• Task brief
List each line in the entries below that includes the string "area", copying every such line in full.

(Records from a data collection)
*****

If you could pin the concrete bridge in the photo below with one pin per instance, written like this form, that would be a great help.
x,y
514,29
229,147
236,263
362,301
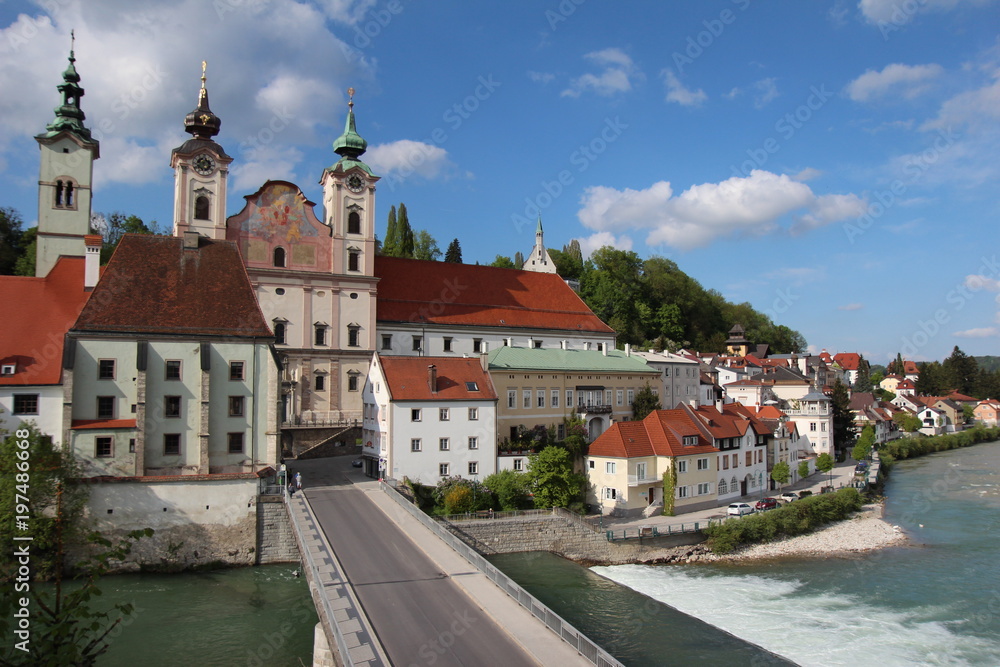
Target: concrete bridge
x,y
393,588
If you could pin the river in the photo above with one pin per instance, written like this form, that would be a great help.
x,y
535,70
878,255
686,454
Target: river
x,y
933,602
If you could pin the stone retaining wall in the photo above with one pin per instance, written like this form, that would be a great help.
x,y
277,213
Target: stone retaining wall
x,y
566,538
275,537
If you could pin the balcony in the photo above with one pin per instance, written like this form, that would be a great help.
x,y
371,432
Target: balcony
x,y
635,480
595,409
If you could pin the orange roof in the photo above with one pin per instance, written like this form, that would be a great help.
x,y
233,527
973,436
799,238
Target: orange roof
x,y
37,314
408,379
411,290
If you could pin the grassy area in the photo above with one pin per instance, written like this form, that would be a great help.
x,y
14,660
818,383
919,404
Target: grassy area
x,y
795,518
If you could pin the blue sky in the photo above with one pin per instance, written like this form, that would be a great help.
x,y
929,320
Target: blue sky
x,y
833,163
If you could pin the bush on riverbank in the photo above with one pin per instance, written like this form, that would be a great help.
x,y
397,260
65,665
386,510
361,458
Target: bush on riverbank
x,y
795,518
906,448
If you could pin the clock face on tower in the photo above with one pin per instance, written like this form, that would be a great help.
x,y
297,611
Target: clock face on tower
x,y
204,165
355,183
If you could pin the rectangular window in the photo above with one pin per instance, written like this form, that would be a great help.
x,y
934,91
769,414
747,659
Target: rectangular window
x,y
105,407
103,447
106,369
171,444
171,406
25,404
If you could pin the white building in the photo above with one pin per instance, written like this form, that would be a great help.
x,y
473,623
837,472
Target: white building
x,y
427,418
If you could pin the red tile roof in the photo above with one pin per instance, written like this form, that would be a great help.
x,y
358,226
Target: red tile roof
x,y
411,290
37,314
152,285
408,379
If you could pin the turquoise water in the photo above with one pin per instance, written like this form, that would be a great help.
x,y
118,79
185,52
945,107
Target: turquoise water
x,y
247,616
934,602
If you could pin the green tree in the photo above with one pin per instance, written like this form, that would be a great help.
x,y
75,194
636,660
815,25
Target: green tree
x,y
454,252
550,474
425,247
510,488
11,243
781,473
502,262
404,233
390,247
843,418
645,401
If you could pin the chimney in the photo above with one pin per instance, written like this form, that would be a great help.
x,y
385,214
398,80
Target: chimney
x,y
190,240
92,260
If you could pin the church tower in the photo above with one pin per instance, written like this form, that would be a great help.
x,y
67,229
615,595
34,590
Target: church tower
x,y
65,177
349,201
201,169
539,259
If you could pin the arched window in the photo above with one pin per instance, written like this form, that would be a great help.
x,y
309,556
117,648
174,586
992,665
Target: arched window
x,y
201,208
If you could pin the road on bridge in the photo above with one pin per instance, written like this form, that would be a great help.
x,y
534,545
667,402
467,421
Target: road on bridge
x,y
420,615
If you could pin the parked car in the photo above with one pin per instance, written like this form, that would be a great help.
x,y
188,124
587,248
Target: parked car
x,y
766,504
739,509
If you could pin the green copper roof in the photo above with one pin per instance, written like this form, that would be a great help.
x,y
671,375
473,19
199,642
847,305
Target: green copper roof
x,y
583,361
69,115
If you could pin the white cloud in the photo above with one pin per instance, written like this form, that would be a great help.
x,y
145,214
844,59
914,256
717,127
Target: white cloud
x,y
908,81
766,91
739,206
404,158
595,241
676,92
616,77
981,332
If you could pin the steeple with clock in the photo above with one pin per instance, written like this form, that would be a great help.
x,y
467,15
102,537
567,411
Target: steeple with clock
x,y
201,169
349,202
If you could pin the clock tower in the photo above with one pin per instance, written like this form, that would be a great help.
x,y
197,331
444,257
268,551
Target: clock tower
x,y
201,169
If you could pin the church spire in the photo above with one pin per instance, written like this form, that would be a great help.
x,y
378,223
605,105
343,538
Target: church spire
x,y
350,145
202,123
69,115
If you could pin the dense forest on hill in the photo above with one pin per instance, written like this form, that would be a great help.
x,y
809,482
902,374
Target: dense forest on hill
x,y
652,303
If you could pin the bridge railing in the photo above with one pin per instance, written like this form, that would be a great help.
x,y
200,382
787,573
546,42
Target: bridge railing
x,y
584,646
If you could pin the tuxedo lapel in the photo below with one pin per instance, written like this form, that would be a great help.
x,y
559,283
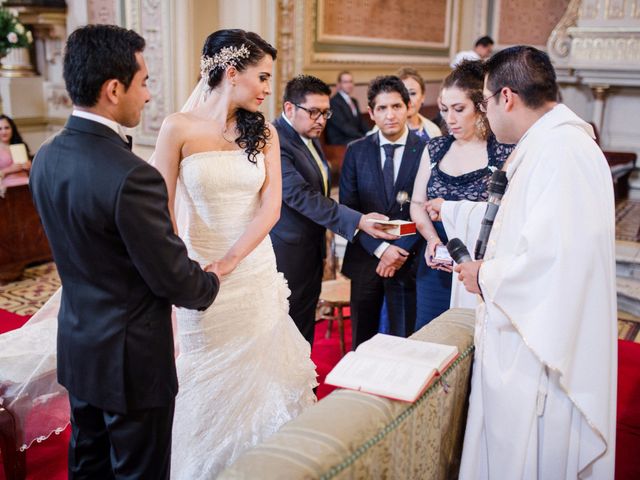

*****

• Result
If you could pin the grassy area in the photo above with one pin per instance, written like this form, that would be a great help.
Target: grassy area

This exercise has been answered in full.